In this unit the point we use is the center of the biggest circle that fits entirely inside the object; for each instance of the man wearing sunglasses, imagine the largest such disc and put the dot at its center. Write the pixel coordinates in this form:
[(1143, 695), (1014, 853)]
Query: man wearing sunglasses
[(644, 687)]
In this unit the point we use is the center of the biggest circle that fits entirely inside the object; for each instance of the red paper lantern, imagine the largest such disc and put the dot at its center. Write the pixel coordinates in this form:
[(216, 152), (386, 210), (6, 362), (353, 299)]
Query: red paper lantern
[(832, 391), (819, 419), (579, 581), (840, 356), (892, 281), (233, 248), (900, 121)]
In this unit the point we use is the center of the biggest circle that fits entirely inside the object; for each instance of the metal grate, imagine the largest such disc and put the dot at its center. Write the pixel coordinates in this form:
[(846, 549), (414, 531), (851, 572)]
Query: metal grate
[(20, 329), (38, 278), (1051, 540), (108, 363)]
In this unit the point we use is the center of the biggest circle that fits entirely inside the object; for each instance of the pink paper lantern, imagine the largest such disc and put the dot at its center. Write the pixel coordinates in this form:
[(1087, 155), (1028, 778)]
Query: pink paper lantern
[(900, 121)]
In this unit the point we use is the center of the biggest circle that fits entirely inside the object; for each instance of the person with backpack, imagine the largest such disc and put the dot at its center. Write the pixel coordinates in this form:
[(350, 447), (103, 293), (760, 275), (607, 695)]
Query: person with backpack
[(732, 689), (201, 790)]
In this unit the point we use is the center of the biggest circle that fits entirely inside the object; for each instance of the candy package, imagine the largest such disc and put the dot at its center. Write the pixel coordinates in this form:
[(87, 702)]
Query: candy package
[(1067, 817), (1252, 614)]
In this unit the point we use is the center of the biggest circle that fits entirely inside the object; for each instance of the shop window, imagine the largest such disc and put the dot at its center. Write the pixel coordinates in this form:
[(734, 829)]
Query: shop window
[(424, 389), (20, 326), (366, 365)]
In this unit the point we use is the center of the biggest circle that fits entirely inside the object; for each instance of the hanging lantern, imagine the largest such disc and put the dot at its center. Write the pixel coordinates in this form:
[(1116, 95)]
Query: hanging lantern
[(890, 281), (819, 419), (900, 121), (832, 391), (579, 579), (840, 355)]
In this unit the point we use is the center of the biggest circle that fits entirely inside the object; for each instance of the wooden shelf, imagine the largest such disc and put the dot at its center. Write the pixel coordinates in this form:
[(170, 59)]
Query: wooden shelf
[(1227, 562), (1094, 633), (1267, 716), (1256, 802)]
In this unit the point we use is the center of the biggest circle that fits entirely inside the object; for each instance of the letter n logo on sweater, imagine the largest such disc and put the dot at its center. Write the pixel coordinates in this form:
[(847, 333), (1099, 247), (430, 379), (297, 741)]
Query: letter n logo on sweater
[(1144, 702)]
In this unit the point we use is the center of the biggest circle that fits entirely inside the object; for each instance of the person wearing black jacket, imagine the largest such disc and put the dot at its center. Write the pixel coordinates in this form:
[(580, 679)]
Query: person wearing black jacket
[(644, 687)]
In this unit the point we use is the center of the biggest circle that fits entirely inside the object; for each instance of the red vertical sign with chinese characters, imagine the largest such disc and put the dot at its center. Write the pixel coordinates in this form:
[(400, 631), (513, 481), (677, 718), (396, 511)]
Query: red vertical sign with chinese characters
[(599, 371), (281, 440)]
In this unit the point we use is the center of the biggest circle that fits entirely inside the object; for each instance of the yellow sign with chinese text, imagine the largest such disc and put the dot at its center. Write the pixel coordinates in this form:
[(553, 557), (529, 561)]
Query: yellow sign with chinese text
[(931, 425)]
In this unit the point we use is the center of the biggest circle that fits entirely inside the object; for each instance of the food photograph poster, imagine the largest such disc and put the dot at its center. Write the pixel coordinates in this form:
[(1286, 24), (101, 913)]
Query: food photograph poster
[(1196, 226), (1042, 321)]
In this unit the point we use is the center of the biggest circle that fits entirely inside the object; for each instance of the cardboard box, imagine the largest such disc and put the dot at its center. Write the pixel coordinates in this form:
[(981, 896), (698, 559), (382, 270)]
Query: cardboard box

▸ **REQUIRED WORK**
Please quote the whole listing above word for word, from its first line to its last.

▸ **COMPLETE ANSWER**
In this unit the point we use is the center of the biggest circle that fits entirely inside the object; for each instance of the man wearing sunglasses, imagine the largest such disc and put the dot at its center. Write the pixel coordinates in this form:
[(1143, 695), (1014, 853)]
Query: man wearing sunglasses
[(644, 687)]
In this unit the point we use is the center of the biggest circle that fits entirely inside the object; for each instance of the red paper lantern, imagine the largest such disc and put the dot at its center. Write the pixel coordinates in this form:
[(216, 152), (386, 210), (6, 362), (353, 299)]
Query: red paper lantern
[(832, 391), (819, 419), (579, 581), (840, 356), (892, 281), (233, 248), (900, 121)]
In this unit the point we use is the center of the biggest circle that fits entirely inside the object; for each instance of the metal grate, imagine the largest such disc and put the dot at its center. Write the pixel coordinates in this form:
[(846, 549), (414, 531), (851, 572)]
Query: metal grate
[(20, 329), (38, 278), (1051, 540), (108, 363)]
In this unit the point we use is the center of the biggest circle that fits entirely inside the object; for each instance of the pink paper lantern, imagine the largest such disc and put the dot at its center. Write the pixel coordinates in this form:
[(1087, 155), (1028, 778)]
Query: pink paper lantern
[(900, 121)]
In this unit the point we use is the center of the biggest circle that fits entirely inside the object; for each instance of the person with backpack, imagine the largest such disc and put the dot at its center. Write the pixel coordinates in this form:
[(350, 447), (103, 293), (760, 275), (607, 695)]
Query: person with backpack
[(732, 689), (201, 790)]
In this unit the point we use is the center of the biggest circle that fits entirely inside the object; for each instance of the candy package, imagine the largest such disc and put the dot at its center. Write the pixel coordinates in this form:
[(87, 702)]
Query: candy package
[(1067, 817), (1252, 614)]
In this unit the point we use is the center of the biggest circle that fits entirely inside the object; for each instance of the shop window, imagine the largest such disc and put the dot at its center. Write the pixel coordinates in this form:
[(734, 829)]
Query: shop window
[(424, 389), (20, 326), (366, 365)]
In this unit the point we use is the center of the biggest circle that fits entirely inside the object; for each instance of the hanging lantern, imagine the largest such disc and put the dot at its center. Write the pixel coordinates in this form:
[(1116, 95)]
Query: hanging lantern
[(890, 281), (819, 419), (900, 121), (832, 391), (579, 579), (840, 355)]
In this unit the point we use is the center of the biggest circle that fits entirely inside the object; for each instance of the wooden shelf, imagine the largest such disc and put the dot at its center. Write the pixel coordinates in this form:
[(170, 59)]
Query: wooden shelf
[(1227, 562), (1094, 633), (1267, 716), (1256, 802)]
In this unit the point we use is the center of the biggest circle that fits entirely inside the object; for each instance of the letter n logo on sweater, imagine the largest such disc and put the dot at its center. Write the pixel coordinates in this form:
[(847, 333), (1099, 247), (430, 379), (297, 741)]
Query: letter n logo on sweater
[(1144, 702)]
In this unit the point we use is the center of the biggest circle that fits entirely inside the object; for each instance of the person wearing black jacket, imagine the largest such disc and put the dot at its center. Write the pixel coordinates in this form:
[(580, 679)]
Query: person wearing black jacket
[(644, 687)]
In this unit the point we use is the center of the biggest circle that fits entirely inside the object; for each instance of the red vertical sign with chinese characters, imagine the largest such disc and put the dot at its center. Write the pixel coordinates in this form:
[(400, 631), (513, 481), (677, 718), (396, 511)]
Query: red vertical sign with chinese characters
[(599, 371), (281, 440)]
In this unit the point we use is the center of the biggest circle that fits entirely inside the object; for each instance of the yellow sign with chinese text, imagine the largest such disc and put the dot at its center. Write the pixel coordinates in this form:
[(553, 557), (529, 561)]
Query: yellow sign with chinese text
[(931, 425)]
In this unit the point we use is the center of the biggest circle that fits entirely inside the object; for each instance of the food photograph poster, imagine the largest such disc and put the dot at its center. Write the pixel coordinates in this form:
[(1286, 24), (101, 913)]
Query: food photograph poster
[(1196, 226), (1042, 321)]
In this unit the point we use is the center of the biggest circle that fits entirely inside the object; for each instance of the cardboard box, imagine the largest such disc and put the dot at its center. Write the pixel coordinates in this form:
[(981, 896), (698, 559), (382, 270)]
Query: cardboard box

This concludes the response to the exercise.